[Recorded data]
--- START ---

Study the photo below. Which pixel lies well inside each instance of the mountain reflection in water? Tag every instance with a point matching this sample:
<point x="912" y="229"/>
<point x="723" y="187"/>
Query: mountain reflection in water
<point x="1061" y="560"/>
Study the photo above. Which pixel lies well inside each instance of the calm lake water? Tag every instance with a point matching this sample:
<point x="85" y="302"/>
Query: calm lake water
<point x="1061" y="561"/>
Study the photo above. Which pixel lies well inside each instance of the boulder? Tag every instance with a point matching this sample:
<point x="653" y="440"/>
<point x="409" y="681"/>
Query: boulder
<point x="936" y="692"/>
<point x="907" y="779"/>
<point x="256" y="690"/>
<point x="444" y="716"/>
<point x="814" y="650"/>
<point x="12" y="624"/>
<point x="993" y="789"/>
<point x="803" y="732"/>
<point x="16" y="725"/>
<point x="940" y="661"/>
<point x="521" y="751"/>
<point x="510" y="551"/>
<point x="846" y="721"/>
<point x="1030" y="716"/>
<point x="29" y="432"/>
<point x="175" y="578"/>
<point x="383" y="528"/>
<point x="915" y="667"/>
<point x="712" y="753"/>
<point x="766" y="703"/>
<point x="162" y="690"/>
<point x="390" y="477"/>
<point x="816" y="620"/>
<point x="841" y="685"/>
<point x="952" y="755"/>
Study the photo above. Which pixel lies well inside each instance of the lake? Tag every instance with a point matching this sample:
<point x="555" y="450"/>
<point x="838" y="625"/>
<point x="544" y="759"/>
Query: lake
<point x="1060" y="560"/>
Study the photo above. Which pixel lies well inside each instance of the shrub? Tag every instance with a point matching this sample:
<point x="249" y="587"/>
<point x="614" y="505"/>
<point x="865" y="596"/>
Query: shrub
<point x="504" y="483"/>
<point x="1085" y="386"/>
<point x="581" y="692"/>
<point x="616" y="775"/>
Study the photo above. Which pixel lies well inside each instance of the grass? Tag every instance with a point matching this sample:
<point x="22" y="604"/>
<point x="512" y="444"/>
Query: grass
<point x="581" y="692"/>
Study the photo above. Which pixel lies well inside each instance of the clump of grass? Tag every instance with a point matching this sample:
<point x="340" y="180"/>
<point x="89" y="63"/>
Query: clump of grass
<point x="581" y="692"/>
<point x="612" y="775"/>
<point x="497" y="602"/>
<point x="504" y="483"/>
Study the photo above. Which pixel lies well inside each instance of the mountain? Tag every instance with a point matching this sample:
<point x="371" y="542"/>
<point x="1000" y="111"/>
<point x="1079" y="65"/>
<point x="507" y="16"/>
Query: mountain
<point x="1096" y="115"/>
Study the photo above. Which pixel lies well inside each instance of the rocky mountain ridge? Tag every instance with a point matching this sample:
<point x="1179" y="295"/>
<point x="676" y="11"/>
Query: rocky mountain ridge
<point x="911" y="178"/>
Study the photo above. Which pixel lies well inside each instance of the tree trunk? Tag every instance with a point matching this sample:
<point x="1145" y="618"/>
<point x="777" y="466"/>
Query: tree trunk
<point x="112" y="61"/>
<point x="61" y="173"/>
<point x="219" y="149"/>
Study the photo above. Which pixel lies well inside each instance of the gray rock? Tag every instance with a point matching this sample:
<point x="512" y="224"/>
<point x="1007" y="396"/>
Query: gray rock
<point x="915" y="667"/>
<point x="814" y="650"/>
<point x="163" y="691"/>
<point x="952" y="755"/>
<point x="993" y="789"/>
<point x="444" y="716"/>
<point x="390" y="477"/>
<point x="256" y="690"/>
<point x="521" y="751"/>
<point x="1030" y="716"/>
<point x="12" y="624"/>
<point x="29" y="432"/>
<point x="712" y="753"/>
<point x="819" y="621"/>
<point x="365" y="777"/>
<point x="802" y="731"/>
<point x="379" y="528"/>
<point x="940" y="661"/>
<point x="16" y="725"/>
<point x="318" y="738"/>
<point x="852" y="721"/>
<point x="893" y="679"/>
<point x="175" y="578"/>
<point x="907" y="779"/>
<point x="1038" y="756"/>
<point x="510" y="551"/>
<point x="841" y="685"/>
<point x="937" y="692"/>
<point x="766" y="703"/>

--- END ---

§ **DIRECTIONS**:
Every record, from top to bottom, must be transcribed exactly.

§ **EXPECTED ANSWER**:
Study the photo below. Which pixel lies well inside each instance of the mountain reflection in water? Tag every instance with a point matching this sample:
<point x="912" y="229"/>
<point x="723" y="187"/>
Query: mountain reflection in water
<point x="1061" y="560"/>
Study the photo above. Which pixel lies well inside each instance of the calm lake water? Tag every instance with a point matching this sample:
<point x="85" y="302"/>
Query: calm lake water
<point x="1061" y="561"/>
Study the photo above. Which pixel lies well inside each instance of the boulder? Tag every instance with a point matching this sample:
<point x="653" y="440"/>
<point x="409" y="681"/>
Query: boulder
<point x="936" y="692"/>
<point x="907" y="779"/>
<point x="256" y="690"/>
<point x="444" y="716"/>
<point x="814" y="650"/>
<point x="12" y="624"/>
<point x="993" y="789"/>
<point x="803" y="732"/>
<point x="16" y="725"/>
<point x="940" y="661"/>
<point x="521" y="751"/>
<point x="510" y="551"/>
<point x="846" y="721"/>
<point x="1030" y="716"/>
<point x="29" y="432"/>
<point x="175" y="578"/>
<point x="383" y="528"/>
<point x="915" y="667"/>
<point x="712" y="753"/>
<point x="766" y="703"/>
<point x="162" y="690"/>
<point x="390" y="477"/>
<point x="816" y="620"/>
<point x="841" y="685"/>
<point x="952" y="755"/>
Study the photo above. Which pixel lies well inside each instance of the lake? Tag every instance with a point matching this sample:
<point x="555" y="450"/>
<point x="838" y="625"/>
<point x="544" y="759"/>
Query: lake
<point x="1060" y="560"/>
Study the photo above. Which pixel lies well inside each instance of the shrub? Tag every instance with a point matching this sample:
<point x="249" y="587"/>
<point x="614" y="505"/>
<point x="865" y="596"/>
Query: shrub
<point x="504" y="483"/>
<point x="1085" y="386"/>
<point x="581" y="692"/>
<point x="616" y="775"/>
Study the photo above. Which pixel lies well inside each instance of the grass? Tag every instance with a point matching this sample:
<point x="22" y="604"/>
<point x="512" y="444"/>
Query: grass
<point x="581" y="692"/>
Study the photo above. Which pixel lies well inside each instance of the clump of grass? Tag every instance with a point matching this sample:
<point x="340" y="180"/>
<point x="89" y="63"/>
Query: clump of grass
<point x="581" y="692"/>
<point x="612" y="775"/>
<point x="497" y="602"/>
<point x="504" y="483"/>
Study the photo above. Which pixel lies well inside each instance of the mountain? Tag every instance with a point matching this sample:
<point x="371" y="542"/>
<point x="1000" y="111"/>
<point x="1079" y="65"/>
<point x="507" y="16"/>
Query: mountain
<point x="1096" y="115"/>
Study the photo above. Which pixel lies well inside each instance of the rocky mountain ridge? Tag every instance with a point matching this sample:
<point x="1179" y="295"/>
<point x="676" y="11"/>
Query: rocky mountain ridge
<point x="911" y="178"/>
Study the photo above. Which pixel lies well inside each instance of the tree trunk? Tag every instance with a point matching this sample:
<point x="1145" y="618"/>
<point x="777" y="466"/>
Query: tree trunk
<point x="112" y="61"/>
<point x="61" y="173"/>
<point x="219" y="149"/>
Study the photo above. Which pixel lies well inside each instance of the gray rock? Tag every instance with a point matching this sample:
<point x="512" y="224"/>
<point x="1007" y="396"/>
Query: gray rock
<point x="915" y="667"/>
<point x="814" y="650"/>
<point x="163" y="691"/>
<point x="952" y="755"/>
<point x="993" y="789"/>
<point x="444" y="716"/>
<point x="390" y="477"/>
<point x="256" y="690"/>
<point x="521" y="751"/>
<point x="1030" y="716"/>
<point x="12" y="624"/>
<point x="29" y="432"/>
<point x="712" y="753"/>
<point x="819" y="621"/>
<point x="365" y="777"/>
<point x="802" y="731"/>
<point x="379" y="528"/>
<point x="940" y="661"/>
<point x="16" y="725"/>
<point x="318" y="738"/>
<point x="852" y="721"/>
<point x="893" y="679"/>
<point x="175" y="578"/>
<point x="907" y="779"/>
<point x="1038" y="756"/>
<point x="510" y="551"/>
<point x="841" y="685"/>
<point x="937" y="692"/>
<point x="766" y="703"/>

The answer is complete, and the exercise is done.